- Born: Dorthea Lu Kazel June 30, 1939 Cleveland, Ohio
- Died: December 2, 1980 (aged 41) El Salvador
- Cause of death: Murder
- Other names: Sister Laurentine, Madre Dorthea
- Occupations: Ursuline Religious Sister and missionary
- Known for: Catholic martyr of El Salvador
- Parent(s): Joseph and Malvina Kazel

= Dorothy Kazel =

Catholic missionary raped and murdered by the military of El Salvador

Dorothy Kazel, OSU (June 30, 1939 - December 2, 1980), was an American Ursuline religious sister and missionary to El Salvador. On December 2, 1980, she was beaten, raped, and murdered along with three fellow missionaries – Maryknoll Sisters Ita Ford, Maura Clarke and laywoman Jean Donovan – by members of the military of El Salvador.

==Life and work==
Kazel was born Dorthea Lu Kazel to Lithuanian American parents, Joseph and Malvina Kazel, in Cleveland, Ohio. When she joined the Ursulines, a Roman Catholic religious institute in 1960, she took the name Sister Laurentine, in honor of an Ursuline nun martyred during the French Revolution.

As the Catholic Church modernized during the 1960s, she became known as Sister Dorothy. In the Central American community where she died, she was known as Madre Dorthea (Dorothy).

Kazel completed her bachelor's degree and novitiate between 1960 and 1965. Beginning in 1965, she taught for seven years in Cleveland, and did missionary work among the Papago Tribe of Arizona. Between 1972-1974, Kazel served as a guidance counselor at Beaumont School, in Cleveland Heights, Ohio.

After finishing a master's degree in counseling in 1974, Kazel decided to partake in the challenge of joining the Diocese of Cleveland's mission team working in El Salvador. Once there, Kazel worked in the Church of the Immaculate Conception in La Libertad, training catechists, carrying out sacramental preparation programs, and overseeing the distribution of Catholic Relief Services aid and food supplies. She was also engaged in working with refugees from the Salvadoran Civil War, obtaining food, shelter, and medical supplies, and transporting the sick and injured to medical facilities.
============================================================
• PROBLEM 1:
Answer these questions from the Dorothy Kazel biography:
(a) What name did she take when she joined the Ursulines in 1960?
(b) Where did she work as a guidance counselor between 1972 and 1974?
(c) In which church did she work once she was in El Salvador?
• PROBLEM 2: Carry on the Dorothy Kazel biography from its last sentence, keeping the same encyclopedic style.
============================================================
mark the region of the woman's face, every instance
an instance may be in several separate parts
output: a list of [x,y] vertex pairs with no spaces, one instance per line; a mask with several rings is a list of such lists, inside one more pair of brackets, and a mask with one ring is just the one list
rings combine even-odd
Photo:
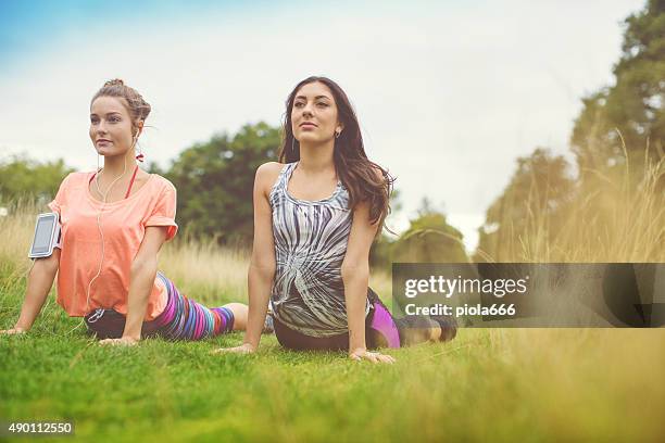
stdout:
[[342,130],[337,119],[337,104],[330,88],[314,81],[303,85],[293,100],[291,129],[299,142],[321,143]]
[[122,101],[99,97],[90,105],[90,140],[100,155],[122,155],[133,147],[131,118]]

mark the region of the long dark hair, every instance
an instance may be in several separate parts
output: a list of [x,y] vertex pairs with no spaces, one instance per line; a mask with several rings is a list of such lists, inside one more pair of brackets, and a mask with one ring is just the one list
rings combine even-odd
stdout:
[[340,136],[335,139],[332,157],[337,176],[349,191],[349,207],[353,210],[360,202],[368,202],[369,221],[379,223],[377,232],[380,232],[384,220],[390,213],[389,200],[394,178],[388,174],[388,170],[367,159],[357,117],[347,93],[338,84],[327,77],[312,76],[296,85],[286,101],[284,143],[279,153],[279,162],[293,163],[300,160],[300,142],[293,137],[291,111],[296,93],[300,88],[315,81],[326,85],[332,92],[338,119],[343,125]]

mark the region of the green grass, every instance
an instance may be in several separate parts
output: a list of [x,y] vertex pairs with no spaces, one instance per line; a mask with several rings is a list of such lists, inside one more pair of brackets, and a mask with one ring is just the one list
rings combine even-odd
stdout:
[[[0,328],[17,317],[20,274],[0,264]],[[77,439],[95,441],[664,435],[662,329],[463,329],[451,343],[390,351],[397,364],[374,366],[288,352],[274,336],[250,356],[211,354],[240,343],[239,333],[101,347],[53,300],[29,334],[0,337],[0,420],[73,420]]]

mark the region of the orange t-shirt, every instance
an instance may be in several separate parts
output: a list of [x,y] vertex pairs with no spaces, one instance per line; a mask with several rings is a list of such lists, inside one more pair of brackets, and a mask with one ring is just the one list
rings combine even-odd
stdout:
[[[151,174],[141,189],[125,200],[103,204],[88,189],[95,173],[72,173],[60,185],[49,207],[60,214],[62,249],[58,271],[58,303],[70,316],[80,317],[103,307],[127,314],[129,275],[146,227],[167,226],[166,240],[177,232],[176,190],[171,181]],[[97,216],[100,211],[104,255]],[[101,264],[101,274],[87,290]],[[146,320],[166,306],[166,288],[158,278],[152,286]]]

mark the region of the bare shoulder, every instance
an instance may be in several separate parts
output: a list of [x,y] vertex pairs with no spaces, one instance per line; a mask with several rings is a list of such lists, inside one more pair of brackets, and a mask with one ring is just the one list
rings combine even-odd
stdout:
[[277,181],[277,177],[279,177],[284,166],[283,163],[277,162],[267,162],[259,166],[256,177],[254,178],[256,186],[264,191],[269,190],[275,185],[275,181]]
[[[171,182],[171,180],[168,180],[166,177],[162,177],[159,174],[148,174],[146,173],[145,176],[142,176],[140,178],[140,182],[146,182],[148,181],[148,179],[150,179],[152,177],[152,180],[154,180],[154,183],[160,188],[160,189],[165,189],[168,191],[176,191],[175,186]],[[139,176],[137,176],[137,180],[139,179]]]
============================================================
• RESPONSE AREA 1:
(a) Sister Laurentine
(b) Beaumont School, in Cleveland Heights, Ohio
(c) The Church of the Immaculate Conception in La Libertad

• RESPONSE AREA 2:
==Legacy==
- There is a section of the Ursuline High School, Wimbledon in England campus named after Dorothy; it is widely known within the school as the DK block. That particular block is used for business studies and is fairly new, only built a few years ago. It contains many computers and new technology, and acts as the finance office of the school.
- There is a home that houses members of the Jesuit Volunteer Corps in South Central Los Angeles named in Dorothy's honor. Members of the program work as full-time volunteers at non-profit organizations such as My Friends Place, The Center at The Blessed Sacrament, Homeboy Industries, and Carecen.
- Ursuline College in Cleveland, Ohio maintains an award known as the Dorothy Kazel Award that honors students who showcase service and honesty. The college also has a volunteer organization known as the Sister Dorothy Kazel Club for Systemic Change which participates in annual protests with SOA watch and education on social justice.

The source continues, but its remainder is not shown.